▶ **Что сделать**
Выведите дословно кусок стихотворения об артистах под конвоем, от слов «То будто громом» до слов «вдруг смеяться перестал.».

▶ **Текст**
————————

Ссутулившись от воя волчья,
Угрюмо вглядываясь в снег,
Голов не подымая, молча
Бредут двенадцать человек.
Кругом белеет снег искристый,
Белеет кожа полушуб…
Кого ведут? Ведут артистов.
Ведут на сцену. В вольный клуб.
Несут под снежною порошей
Пожитков тягостную грузь,
Несут в сердцах тяжелой ношей
Неизбываемую грусть.
Раздался окрик: — Эй! Народный!
Чего плетешься? Иль уснул?!
Качнулся штык, и пес голодный
Сильнее повод натянул…
Но вот и рампа. В зал притихший
Крадется шепот, словно вор:
— Ты погляди. Народный бывший.
За что сидит? — За разговор.
И вот все стихли. Очень скоро
Пришел заслуженный успех,
И смеху мастера-актера
Раскатом вторит зала смех.
Ха-ха-ха-ха! И зал хохочет,
В ладони яростно стучит.
То будто громом прогрохочет,
То пулеметом прострочит…
Но постепенно в хохот дикий
Актера смех перерастал.
Смеялся зал дубоволикий
И вдруг смеяться перестал.
Как будто кто-то грозный свыше
Своим холопам подал знак.
Чей-то голос был услышан:
“Над кем смеется этот враг?”
Рядами кресел зал захлопал,
И все пошло своей канвой:
Кто к дому, кто в буфет затопал,
А кто — обратно под конвой.

————————

▶ **Исходные данные**
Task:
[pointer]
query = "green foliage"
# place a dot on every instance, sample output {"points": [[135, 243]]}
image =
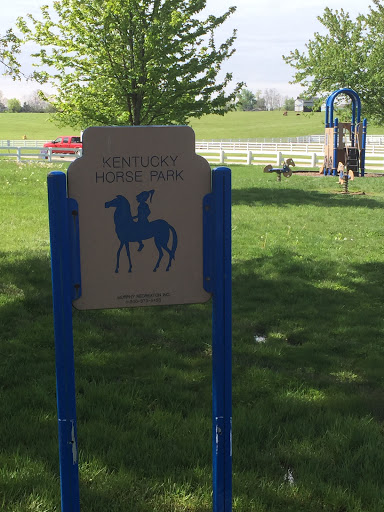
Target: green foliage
{"points": [[350, 54], [14, 105], [9, 50], [246, 100], [131, 62]]}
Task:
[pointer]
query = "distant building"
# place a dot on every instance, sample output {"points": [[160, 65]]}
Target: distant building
{"points": [[302, 105]]}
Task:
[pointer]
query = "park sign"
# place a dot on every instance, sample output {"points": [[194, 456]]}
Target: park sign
{"points": [[139, 193], [141, 220]]}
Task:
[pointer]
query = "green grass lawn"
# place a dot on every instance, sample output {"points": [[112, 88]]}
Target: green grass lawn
{"points": [[308, 357], [234, 125]]}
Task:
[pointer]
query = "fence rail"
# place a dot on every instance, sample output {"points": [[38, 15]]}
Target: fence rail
{"points": [[307, 156]]}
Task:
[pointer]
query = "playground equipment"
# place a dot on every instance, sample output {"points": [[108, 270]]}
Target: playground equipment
{"points": [[344, 142], [286, 171], [345, 177]]}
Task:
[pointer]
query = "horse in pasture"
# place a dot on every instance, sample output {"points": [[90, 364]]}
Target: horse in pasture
{"points": [[127, 230]]}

————————

▶ **Ответ**
То будто громом прогрохочет,
То пулеметом прострочит…
Но постепенно в хохот дикий
Актера смех перерастал.
Смеялся зал дубоволикий
И вдруг смеяться перестал.